REQUIRED TASKS =>
(a) Reproduce the section of the article on smartphone VR viewers that opens with the words containing "Interview with Virtual" and closes with "depicted as well.".
(b) In one to three sentences, explain why, according to the article on smartphone VR viewers, Google barely had enough time to put images of the DODOcase kit into its Google I/O presentation.
---------- SELECTED EXTRACT ----------
DODOcase_VR4_1024x1024

DODOcase was the first to market with a cardboard VR toolkit. Their cutout viewer was released so fast that Google barely had enough time to splice images of the DODOcase kit into their presentation at Google I/O. For a mere $25, anyone with a smartphone can purchase the toolkit and begin peering into the internet-connected metaverse. This has positioned DODOcase to become one of the quickest companies to capitalize on the exploding virtual reality trend. With this easily accessible device, the growth of the VR movement is bound to take off soon.

I interviewed [Craig Dalton], co-founder and CEO of DODOcase, at the biggest virtual reality event in Southern California’s history to date about the rise in the DIY VR developer community. This mini-conference was hosted by a local meetup group called VRLA and attracted over 600 people with a variety of virtual reality demos and presentations. I wrote about the whole event on Virtual Reality Reviewer’s website. [Craig] was happy to speak with us about how he thinks “the next million people to experience VR are going to experience it through one of these.” After seeing their kit and hearing what he had to say, we agree; especially if large corporations purchase a lot of them and hand them out to their employees and/or community members.

 

VR2GO

vr2go-head-mounted-display

In the MxR Lab (where [Palmer Luckey] spun out of) a team of researchers led by [Mark Bolas] developed a lost-cost virtual reality solution that utilized the capabilities of a smartphone to allow the user to gaze into 3D generated worlds. On their website, they state that “these low-cost, lightweight systems can be used to create portable virtual reality applications for training, education, health and fitness, entertainment and more.

The idea stemmed from an early foam board prototype called the FOV2GO, which was created in 2012. This was the device that [Palmer Luckey] was referring to when he called out Google on Reddit. I visited the legendary lab at the 2nd VRLA event a while ago and interviewed [Mark Bolas] about the role that technology has on the education of inner city kids. The first part of the video (1 of 4) can be seen embedded below. In it, [Mark] picks up one of the 3D printed VR2GO headsets. He also talks about how he wanted to have a Radioshack open 24/7, and now this lab is essentially that.


Interview with Virtual Reality pioneer Mark... by hackertrips

 

Other Smartphone Enabled Devices

cardboard

In Google’s VR presentation, they showcased some of the inspiration behind their cardboard design. Of those referenced was vrAse which raised over £66,000 on Kickstarter and went on to become a world leader in smartphone visualization devices. Hasbro even entered the virtual ring with their elongated, plastic 3D viewer specialized for the iPhone and iPod touch. A similar device called Nvis (which isn’t a smartphone viewer but has 2 hi-res microdisplays instead), a gaming-based viewer named Durovious Dive, and the FOV2GO were depicted as well.
---------- DATA ROWS ----------
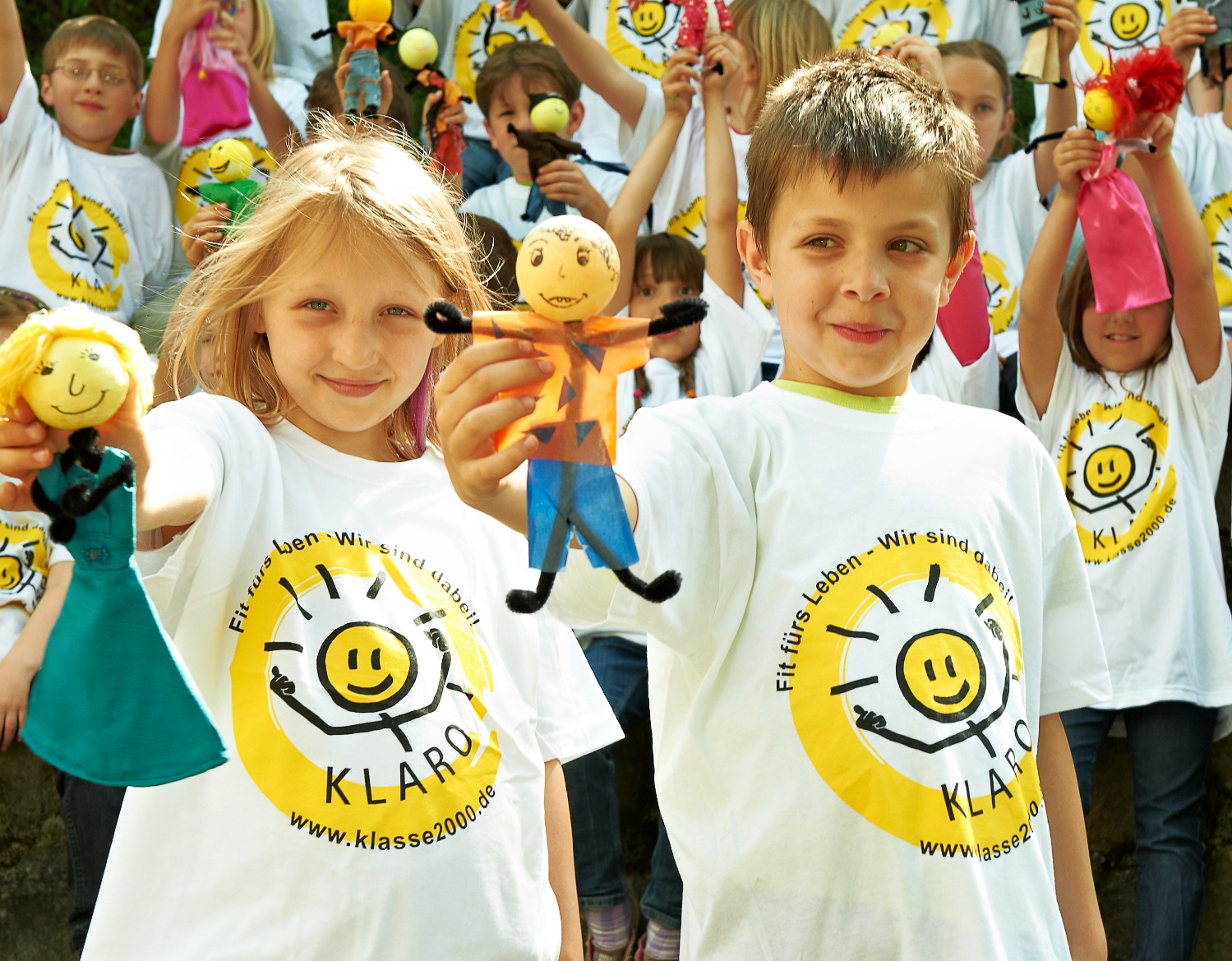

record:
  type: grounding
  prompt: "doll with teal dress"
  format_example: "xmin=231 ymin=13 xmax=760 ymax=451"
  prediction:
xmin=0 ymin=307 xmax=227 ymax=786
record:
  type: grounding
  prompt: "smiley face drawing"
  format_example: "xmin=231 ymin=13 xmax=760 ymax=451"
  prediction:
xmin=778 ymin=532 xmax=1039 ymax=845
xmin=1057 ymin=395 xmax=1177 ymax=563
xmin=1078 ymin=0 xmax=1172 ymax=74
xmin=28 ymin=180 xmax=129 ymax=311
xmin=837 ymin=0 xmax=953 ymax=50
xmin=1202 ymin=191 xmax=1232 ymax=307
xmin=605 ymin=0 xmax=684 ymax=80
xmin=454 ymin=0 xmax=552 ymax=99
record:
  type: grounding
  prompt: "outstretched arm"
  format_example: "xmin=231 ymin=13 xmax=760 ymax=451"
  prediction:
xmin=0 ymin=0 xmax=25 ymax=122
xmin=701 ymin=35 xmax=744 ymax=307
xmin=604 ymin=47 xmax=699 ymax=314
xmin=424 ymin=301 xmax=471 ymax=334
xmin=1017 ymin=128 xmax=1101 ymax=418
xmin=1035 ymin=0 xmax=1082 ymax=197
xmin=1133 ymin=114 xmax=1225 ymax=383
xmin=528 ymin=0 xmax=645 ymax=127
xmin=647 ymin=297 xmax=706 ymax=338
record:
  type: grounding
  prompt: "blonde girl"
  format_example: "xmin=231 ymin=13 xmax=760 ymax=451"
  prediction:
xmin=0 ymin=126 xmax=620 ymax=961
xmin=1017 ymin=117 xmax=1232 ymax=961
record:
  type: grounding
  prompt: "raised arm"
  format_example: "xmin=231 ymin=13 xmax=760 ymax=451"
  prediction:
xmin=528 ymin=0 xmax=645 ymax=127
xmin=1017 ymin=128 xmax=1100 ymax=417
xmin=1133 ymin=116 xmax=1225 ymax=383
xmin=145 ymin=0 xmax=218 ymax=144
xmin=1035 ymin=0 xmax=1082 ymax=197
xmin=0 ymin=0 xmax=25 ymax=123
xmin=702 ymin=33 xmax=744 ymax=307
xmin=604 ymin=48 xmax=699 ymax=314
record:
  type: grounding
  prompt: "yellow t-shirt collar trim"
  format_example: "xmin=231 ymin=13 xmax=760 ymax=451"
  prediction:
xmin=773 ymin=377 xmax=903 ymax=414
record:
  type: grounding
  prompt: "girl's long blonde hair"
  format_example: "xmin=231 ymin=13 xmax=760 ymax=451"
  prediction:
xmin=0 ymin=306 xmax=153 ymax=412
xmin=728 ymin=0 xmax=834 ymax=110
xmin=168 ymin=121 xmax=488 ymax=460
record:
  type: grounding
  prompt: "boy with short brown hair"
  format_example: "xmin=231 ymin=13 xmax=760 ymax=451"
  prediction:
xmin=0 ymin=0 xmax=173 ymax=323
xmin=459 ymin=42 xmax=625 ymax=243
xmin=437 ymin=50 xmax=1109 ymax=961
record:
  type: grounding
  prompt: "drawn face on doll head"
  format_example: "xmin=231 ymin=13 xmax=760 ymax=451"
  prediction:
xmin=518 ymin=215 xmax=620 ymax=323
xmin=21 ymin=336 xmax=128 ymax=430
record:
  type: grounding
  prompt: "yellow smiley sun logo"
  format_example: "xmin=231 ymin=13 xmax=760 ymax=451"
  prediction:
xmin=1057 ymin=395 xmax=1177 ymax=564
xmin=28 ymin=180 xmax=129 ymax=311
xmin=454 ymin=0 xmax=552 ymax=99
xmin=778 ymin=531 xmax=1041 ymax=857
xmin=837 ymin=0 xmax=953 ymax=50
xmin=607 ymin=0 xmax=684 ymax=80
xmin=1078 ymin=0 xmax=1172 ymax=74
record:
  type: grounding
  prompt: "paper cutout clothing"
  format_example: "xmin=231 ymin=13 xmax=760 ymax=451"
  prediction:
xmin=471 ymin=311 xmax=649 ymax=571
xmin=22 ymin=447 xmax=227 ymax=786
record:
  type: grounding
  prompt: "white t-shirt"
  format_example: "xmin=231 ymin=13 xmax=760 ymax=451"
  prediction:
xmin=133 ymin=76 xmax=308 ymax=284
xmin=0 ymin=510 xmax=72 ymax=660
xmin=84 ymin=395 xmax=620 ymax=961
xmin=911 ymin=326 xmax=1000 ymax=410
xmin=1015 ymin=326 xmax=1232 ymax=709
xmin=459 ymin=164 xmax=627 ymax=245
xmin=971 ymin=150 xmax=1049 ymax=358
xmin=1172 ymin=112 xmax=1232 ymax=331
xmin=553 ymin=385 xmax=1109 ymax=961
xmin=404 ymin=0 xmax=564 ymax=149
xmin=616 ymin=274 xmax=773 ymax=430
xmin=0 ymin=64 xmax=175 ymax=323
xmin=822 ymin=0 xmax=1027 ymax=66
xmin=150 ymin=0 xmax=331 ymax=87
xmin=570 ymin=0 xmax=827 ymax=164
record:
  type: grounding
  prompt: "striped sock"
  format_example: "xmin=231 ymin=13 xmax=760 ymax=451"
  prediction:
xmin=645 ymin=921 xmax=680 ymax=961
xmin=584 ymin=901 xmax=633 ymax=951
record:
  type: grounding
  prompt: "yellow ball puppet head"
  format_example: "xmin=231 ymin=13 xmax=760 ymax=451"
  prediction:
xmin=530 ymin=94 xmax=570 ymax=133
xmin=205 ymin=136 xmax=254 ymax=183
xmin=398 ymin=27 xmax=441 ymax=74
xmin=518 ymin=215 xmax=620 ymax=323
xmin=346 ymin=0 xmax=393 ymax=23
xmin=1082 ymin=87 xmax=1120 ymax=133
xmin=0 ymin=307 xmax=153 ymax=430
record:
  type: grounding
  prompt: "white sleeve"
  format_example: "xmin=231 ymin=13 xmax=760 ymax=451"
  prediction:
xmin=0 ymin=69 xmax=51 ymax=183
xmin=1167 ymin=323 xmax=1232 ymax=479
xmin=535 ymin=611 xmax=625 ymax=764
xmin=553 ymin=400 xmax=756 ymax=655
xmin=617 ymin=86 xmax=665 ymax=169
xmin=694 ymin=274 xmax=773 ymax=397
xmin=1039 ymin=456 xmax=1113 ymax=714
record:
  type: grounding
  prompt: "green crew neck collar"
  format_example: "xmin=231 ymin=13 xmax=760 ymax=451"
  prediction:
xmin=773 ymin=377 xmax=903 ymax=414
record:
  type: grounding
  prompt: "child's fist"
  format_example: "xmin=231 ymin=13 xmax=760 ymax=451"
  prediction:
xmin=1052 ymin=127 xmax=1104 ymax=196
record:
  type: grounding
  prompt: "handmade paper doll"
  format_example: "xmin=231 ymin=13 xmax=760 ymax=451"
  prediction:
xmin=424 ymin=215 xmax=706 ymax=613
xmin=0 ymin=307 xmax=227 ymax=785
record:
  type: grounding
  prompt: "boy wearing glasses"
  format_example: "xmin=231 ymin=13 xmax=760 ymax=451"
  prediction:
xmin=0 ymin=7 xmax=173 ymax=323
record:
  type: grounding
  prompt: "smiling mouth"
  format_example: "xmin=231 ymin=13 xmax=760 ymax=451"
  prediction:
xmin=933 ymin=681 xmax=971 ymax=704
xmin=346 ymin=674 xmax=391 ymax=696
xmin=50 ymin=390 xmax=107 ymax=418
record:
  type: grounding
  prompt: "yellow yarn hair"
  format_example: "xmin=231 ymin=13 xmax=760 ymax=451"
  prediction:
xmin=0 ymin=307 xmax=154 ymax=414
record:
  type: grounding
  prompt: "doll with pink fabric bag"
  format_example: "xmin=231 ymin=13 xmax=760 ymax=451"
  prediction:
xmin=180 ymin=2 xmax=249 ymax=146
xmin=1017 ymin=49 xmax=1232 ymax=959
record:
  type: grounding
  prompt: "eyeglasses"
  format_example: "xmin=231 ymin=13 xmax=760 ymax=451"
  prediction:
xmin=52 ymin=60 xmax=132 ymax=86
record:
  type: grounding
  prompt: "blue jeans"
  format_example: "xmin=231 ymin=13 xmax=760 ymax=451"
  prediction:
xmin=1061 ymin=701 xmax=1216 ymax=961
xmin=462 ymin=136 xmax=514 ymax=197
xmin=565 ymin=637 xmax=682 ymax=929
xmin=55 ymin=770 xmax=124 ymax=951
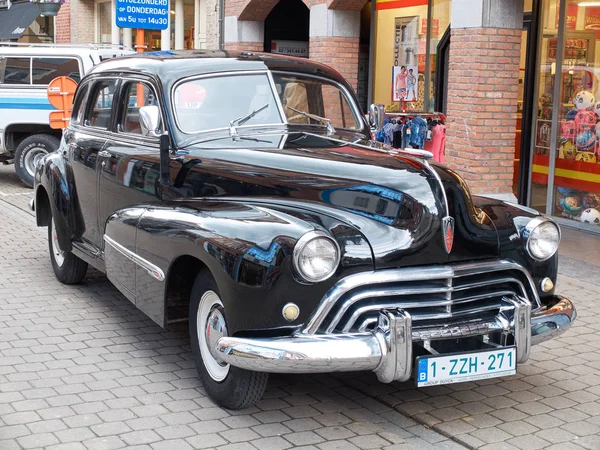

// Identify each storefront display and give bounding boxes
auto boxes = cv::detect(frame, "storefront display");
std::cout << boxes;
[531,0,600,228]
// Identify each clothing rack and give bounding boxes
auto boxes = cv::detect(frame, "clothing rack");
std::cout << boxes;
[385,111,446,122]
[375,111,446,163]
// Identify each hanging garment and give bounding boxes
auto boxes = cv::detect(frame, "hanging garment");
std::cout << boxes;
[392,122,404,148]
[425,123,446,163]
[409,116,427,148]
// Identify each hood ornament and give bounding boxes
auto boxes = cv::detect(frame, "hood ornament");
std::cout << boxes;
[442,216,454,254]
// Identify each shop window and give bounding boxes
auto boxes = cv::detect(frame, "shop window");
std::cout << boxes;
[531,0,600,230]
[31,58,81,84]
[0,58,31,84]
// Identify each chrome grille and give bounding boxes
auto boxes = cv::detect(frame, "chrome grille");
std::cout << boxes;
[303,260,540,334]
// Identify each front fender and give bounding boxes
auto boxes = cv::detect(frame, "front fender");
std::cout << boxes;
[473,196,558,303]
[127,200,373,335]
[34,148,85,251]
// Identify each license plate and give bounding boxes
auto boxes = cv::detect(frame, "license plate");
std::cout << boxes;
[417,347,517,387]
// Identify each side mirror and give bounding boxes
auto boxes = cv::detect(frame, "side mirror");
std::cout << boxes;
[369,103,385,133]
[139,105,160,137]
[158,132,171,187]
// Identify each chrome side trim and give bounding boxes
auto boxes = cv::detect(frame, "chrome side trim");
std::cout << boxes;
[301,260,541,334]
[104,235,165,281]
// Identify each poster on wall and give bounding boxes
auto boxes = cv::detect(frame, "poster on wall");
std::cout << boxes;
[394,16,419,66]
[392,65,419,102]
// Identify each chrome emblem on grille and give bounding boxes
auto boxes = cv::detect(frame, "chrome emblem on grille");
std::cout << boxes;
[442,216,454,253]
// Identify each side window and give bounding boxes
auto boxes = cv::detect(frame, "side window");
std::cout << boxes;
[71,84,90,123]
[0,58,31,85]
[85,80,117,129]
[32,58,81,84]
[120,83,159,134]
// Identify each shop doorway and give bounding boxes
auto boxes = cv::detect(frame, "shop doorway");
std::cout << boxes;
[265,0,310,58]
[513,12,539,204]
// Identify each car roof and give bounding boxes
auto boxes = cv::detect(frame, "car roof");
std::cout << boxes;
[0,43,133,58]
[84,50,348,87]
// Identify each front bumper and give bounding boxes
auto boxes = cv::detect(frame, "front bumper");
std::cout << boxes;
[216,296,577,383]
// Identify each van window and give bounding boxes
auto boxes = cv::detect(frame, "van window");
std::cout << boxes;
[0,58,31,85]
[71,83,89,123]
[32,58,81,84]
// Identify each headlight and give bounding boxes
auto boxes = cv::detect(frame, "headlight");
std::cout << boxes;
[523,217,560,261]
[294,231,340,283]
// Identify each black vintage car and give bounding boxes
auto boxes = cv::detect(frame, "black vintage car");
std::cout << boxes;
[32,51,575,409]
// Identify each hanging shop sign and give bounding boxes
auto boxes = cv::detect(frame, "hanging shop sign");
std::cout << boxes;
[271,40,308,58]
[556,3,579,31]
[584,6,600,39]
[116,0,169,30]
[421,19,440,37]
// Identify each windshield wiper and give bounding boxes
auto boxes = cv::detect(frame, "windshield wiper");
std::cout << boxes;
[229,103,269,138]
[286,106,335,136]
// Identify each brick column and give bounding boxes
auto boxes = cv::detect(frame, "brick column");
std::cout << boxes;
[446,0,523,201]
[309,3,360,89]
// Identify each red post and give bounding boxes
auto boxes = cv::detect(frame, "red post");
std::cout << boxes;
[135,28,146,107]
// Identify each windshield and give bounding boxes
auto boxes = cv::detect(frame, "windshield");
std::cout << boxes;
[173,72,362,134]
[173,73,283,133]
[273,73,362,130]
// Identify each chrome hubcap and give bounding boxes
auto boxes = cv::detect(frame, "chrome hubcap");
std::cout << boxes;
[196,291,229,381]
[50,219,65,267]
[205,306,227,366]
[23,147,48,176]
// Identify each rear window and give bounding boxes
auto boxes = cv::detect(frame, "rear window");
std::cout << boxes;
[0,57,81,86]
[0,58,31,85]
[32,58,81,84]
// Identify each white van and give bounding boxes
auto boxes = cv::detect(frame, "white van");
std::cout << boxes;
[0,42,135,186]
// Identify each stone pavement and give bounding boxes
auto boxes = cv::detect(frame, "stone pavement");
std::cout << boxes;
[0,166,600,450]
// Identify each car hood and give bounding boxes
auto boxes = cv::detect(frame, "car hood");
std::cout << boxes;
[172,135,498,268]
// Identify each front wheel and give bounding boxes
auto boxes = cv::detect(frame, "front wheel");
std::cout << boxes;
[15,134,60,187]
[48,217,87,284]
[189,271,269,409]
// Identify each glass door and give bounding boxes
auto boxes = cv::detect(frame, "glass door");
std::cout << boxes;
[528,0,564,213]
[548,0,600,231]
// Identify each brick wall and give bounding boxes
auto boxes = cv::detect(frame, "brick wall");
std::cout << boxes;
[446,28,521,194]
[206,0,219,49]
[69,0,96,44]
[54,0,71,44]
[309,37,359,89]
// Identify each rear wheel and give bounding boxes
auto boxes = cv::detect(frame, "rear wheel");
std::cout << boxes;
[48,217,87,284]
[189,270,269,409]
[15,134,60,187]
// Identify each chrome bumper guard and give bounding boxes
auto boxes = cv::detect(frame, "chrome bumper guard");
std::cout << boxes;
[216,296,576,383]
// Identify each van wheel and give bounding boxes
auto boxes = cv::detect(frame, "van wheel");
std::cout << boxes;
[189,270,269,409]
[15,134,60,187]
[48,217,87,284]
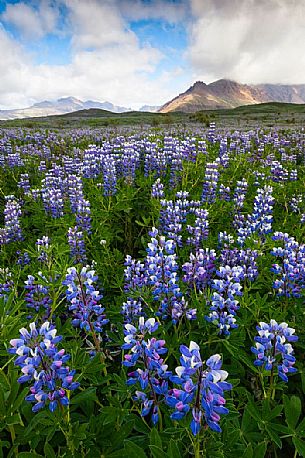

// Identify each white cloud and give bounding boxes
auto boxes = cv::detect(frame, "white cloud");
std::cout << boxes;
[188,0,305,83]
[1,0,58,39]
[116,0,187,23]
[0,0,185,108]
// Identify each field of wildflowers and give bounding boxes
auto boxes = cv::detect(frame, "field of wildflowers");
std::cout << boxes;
----------
SOLUTIONS TO THE EXERCISE =>
(a)
Interview with Virtual Reality pioneer Mark... by hackertrips

 

Other Smartphone Enabled Devices

cardboard

In Google’s VR presentation, they showcased some of the inspiration behind their cardboard design. Of those referenced was vrAse which raised over £66,000 on Kickstarter and went on to become a world leader in smartphone visualization devices. Hasbro even entered the virtual ring with their elongated, plastic 3D viewer specialized for the iPhone and iPod touch. A similar device called Nvis (which isn’t a smartphone viewer but has 2 hi-res microdisplays instead), a gaming-based viewer named Durovious Dive, and the FOV2GO were depicted as well.

(b) DODOcase, the first company to market with a cardboard VR toolkit, released its cutout viewer so fast that Google barely had time to splice images of the kit into its Google I/O presentation.